§ **EXTRACT**:
Disney dominated the box office in 2018 even before its big holiday blockbuster, Mary Poppins Returns, hit US theaters on Wednesday (Dec. 19). The mammoth movie studio said on Dec. 9 that its movies had grossed more than $7 billion worldwide year-to-date, or roughly 19% of the global box office at that time, based on ComScore estimates.
Next year could be even bigger. Disney has a US release slate for 2019 that would, for any other company, be about three years of worth of tentpole movies—films with little risk that are designed to prop up a studio’s financial performance. They include new titles like Captain Marvel; sequels to thriving Disney franchises like Avengers, Toy Story, Frozen, and Star Wars; and live-action remakes of classic Disney fare including Dumbo, Aladdin, and The Lion King. Here’s the current release schedule, per ComScore:
- Captain Marvel – March 8
- Dumbo – March 29
- Penguins (Disneynature) – April 17
- Avengers: Endgame – April 26
- Aladdin – May 24
- Toy Story 4 – June 21
- The Lion King – July 19
- Artemis Fowl – August 9
- Frozen 2 – November 22
- Star Wars: Episode IX – December 20
That doesn’t include Fox films slated for 2019, like Dark Phoenix and New Mutants, which will move under the Disney umbrella when the media conglomerate completes its acquisition of many of Fox’s assets next year.

§ **EXCERPTED DATA**:
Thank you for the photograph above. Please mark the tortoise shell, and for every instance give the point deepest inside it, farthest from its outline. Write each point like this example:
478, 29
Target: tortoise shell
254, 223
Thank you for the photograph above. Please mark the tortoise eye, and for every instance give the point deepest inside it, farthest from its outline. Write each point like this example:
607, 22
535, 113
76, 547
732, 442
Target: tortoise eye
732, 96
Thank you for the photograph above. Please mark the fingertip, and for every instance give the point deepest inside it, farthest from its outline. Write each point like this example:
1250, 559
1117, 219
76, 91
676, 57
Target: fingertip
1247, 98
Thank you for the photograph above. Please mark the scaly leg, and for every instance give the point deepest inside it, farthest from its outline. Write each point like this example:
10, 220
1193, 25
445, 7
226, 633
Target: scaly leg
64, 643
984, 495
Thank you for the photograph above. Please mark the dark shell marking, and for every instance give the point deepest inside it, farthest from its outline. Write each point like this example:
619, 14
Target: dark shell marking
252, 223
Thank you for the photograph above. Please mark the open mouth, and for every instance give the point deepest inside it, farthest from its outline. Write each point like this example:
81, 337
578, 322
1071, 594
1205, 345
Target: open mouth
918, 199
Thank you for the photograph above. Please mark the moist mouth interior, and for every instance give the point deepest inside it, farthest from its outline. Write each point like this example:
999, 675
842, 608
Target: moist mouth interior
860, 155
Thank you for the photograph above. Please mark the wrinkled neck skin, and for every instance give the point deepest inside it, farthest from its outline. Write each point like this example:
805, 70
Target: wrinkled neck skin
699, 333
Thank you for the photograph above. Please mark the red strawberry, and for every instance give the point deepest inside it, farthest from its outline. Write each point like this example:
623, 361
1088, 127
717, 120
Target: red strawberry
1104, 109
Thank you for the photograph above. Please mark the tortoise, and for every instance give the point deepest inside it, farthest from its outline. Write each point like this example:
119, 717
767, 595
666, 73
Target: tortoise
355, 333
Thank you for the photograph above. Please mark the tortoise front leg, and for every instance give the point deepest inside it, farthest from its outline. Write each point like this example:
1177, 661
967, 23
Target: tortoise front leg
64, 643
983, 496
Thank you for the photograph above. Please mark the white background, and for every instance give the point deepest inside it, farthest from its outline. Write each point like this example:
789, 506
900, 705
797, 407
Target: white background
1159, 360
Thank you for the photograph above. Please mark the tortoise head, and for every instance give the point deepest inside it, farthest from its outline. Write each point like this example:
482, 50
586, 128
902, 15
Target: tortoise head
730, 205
==
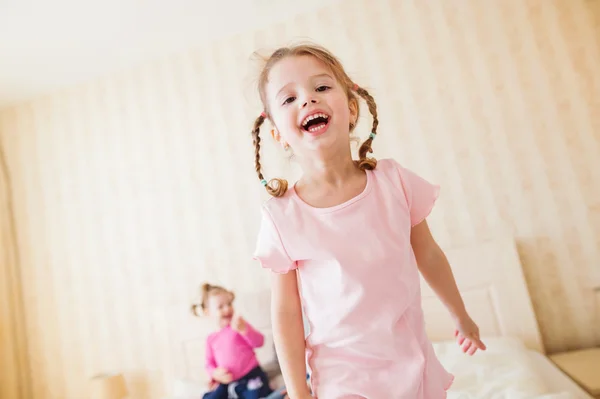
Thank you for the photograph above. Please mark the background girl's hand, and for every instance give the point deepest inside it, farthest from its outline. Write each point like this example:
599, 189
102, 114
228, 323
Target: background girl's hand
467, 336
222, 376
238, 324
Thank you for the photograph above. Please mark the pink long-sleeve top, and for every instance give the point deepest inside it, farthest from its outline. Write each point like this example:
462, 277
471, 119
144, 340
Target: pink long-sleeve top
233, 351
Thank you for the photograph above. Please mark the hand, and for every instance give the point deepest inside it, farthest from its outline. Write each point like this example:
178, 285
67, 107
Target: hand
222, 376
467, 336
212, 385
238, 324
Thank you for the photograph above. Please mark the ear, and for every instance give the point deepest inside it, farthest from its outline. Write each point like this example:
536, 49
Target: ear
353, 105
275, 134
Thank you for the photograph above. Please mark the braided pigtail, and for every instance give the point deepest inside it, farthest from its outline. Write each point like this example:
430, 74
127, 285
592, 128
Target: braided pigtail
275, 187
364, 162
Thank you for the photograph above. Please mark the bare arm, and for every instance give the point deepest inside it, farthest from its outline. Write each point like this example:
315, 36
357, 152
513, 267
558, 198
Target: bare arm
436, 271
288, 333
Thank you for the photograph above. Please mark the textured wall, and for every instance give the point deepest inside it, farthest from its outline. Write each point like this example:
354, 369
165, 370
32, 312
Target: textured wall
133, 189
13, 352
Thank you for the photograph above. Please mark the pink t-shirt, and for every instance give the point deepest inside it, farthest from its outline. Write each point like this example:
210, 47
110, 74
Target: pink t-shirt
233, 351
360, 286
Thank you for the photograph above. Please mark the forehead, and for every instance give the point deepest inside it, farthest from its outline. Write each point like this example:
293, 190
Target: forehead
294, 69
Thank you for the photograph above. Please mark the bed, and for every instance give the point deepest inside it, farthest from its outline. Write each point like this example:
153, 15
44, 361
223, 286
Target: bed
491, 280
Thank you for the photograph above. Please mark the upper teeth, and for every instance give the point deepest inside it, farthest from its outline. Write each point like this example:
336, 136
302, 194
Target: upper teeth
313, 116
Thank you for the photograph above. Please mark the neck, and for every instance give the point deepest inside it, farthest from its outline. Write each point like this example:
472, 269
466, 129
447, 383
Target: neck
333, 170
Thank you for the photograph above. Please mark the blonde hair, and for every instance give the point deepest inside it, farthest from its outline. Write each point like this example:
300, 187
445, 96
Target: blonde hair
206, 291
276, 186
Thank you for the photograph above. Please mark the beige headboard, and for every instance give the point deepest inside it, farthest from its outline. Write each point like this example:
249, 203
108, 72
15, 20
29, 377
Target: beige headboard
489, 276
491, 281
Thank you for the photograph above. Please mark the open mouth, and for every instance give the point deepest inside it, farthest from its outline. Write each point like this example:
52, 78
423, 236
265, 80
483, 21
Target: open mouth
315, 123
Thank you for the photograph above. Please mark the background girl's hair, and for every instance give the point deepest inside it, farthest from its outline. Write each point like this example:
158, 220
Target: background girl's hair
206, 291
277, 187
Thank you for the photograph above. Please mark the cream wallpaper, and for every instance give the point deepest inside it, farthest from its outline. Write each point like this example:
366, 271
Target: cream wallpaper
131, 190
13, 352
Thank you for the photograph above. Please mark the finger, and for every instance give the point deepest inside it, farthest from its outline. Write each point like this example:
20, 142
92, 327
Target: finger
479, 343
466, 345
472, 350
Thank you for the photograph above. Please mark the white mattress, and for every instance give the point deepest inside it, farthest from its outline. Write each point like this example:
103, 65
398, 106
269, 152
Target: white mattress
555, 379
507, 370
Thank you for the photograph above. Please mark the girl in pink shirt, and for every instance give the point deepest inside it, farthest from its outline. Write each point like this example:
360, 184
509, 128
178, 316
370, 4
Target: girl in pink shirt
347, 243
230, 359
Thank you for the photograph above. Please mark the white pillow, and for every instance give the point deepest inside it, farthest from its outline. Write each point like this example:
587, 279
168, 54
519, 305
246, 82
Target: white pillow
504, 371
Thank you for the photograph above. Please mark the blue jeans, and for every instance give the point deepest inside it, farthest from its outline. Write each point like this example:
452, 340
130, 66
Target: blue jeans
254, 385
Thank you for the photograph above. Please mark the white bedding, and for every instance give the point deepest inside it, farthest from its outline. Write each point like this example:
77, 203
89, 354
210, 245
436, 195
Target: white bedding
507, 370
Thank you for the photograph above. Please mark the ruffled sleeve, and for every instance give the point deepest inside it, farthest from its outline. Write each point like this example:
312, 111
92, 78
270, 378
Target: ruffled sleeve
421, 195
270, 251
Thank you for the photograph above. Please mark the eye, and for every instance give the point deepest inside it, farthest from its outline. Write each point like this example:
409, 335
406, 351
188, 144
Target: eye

§ **STATED GOAL**: Can you carry on the piece about Disney's box office and its 2019 film slate, starting right after its last sentence?

§ **TASK RESULT**:
“All of these moving parts are coming together to create, in 2019, what I think for them will be their biggest year,” Paul Dergarabedian, senior media analyst at ComScore, told Quartz. “In the wake of two years of incredible box-office performances, they’re just turning it up to 11.”
Disney’s biggest year at the box office so far was 2016, when films including Star Wars: The Force Awakens, Finding Dory, and Captain America: Civil War grossed a record-setting $7.6 billion worldwide. Analysts like Dergarabedian predict 2019 will be even bigger, thanks to Disney’s all-star movie lineup.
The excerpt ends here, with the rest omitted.